> **STATED TASK 1**: In the review of "Irresistible," which film is named as Jon Stewart's earlier directorial effort?
> **STATED TASK 2**: Reproduce the review of "Irresistible" word for word, from "Political comedy/dramas are" to "to plain awful.".

> **PASSAGE SHOWN**:
---+---

Delivering immeasurable volumes of snark about movies and anything else that pops into my head
Wednesday, June 24, 2020
Review: "Irresistible"
I always thought Jon Stewart was overrated as a TV fake news host, but he’s turning out to be a pretty decent filmmaker.
His fine directorial effort, “Rosewater,” had an international backdrop and didn’t get seen by too many people. Stewart’s second, “Irresistible,” is a sharp political satire that takes aim at the money, hype and competition-for-competition’s-sake mentality that drives our electoral system.
Political comedy/dramas are a fraught cinematic subspecies that’s been historically hit or miss, and as a result have fallen out of favor these days. “Long Shot,” “Vice” and “The Campaign” are the only ones I can immediately recall from the last few years, and they range from decent-ish to plain awful.

---+---

> **ITEMS**:
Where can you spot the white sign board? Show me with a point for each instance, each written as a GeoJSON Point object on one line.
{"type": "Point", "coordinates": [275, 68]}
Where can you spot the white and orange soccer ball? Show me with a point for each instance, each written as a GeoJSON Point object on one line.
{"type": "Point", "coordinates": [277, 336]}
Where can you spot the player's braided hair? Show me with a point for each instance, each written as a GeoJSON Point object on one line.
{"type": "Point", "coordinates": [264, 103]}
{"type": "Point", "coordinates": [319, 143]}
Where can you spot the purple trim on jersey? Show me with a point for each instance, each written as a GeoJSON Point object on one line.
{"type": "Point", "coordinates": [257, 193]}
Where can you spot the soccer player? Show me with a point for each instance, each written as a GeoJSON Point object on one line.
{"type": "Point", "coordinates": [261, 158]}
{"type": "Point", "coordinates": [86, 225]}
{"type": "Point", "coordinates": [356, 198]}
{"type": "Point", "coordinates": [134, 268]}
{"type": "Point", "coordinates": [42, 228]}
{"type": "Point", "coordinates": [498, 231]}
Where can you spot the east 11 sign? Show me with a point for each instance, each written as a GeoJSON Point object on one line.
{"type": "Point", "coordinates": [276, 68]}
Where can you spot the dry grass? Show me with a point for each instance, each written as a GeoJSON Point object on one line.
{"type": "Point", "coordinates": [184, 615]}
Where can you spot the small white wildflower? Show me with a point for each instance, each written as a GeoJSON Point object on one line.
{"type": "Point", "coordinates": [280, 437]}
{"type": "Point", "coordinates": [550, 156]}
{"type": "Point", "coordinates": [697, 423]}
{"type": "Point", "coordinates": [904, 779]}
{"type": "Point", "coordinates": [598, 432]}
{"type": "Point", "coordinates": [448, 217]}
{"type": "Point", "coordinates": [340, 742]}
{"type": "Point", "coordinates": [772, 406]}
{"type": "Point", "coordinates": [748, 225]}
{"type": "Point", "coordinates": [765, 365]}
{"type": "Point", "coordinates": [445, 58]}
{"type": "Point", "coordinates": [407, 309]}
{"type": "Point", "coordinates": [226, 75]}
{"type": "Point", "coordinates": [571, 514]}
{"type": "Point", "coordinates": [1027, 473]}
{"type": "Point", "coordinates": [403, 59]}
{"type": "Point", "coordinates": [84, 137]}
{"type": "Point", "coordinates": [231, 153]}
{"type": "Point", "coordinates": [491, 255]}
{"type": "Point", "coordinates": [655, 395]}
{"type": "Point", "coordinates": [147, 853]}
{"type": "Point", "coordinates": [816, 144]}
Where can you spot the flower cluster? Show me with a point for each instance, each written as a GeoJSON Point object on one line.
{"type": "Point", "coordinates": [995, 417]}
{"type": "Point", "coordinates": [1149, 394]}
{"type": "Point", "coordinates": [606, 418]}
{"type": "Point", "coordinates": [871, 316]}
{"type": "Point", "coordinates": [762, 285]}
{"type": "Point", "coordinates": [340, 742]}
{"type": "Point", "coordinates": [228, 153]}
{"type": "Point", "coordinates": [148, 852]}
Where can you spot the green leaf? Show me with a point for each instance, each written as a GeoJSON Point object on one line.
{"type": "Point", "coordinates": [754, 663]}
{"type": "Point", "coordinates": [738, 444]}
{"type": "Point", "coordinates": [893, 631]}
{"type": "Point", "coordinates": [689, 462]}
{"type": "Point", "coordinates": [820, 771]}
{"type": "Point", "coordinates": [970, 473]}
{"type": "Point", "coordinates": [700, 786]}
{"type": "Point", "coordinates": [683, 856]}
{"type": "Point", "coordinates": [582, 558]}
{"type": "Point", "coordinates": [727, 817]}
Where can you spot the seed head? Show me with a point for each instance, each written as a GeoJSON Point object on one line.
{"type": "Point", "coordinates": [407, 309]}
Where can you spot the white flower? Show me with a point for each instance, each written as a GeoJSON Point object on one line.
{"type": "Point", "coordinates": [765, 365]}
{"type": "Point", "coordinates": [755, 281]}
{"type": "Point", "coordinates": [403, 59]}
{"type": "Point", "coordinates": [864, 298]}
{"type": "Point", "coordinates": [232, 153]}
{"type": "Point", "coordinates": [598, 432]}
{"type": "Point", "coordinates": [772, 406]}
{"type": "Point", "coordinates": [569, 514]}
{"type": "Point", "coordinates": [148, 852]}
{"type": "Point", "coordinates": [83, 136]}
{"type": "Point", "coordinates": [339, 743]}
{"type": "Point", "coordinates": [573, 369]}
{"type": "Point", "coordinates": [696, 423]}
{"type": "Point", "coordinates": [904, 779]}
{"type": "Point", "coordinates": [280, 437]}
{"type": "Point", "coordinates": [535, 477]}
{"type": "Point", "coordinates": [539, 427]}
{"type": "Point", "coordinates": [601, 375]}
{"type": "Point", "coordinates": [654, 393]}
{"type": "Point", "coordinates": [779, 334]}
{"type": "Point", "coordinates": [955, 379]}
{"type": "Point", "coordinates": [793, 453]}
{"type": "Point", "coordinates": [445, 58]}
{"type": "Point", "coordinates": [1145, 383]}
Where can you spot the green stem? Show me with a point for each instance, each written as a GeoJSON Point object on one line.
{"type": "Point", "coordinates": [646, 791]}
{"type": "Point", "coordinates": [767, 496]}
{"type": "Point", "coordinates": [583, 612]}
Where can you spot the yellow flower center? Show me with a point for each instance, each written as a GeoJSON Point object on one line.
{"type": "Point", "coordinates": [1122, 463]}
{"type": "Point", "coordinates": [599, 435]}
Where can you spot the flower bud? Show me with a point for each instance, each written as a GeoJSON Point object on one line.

---+---

> **EXPECTED OUTPUT 1**: "Rosewater"

> **EXPECTED OUTPUT 2**:
Political comedy/dramas are a fraught cinematic subspecies that’s been historically hit or miss, and as a result have fallen out of favor these days. “Long Shot,” “Vice” and “The Campaign” are the only ones I can immediately recall from the last few years, and they range from decent-ish to plain awful.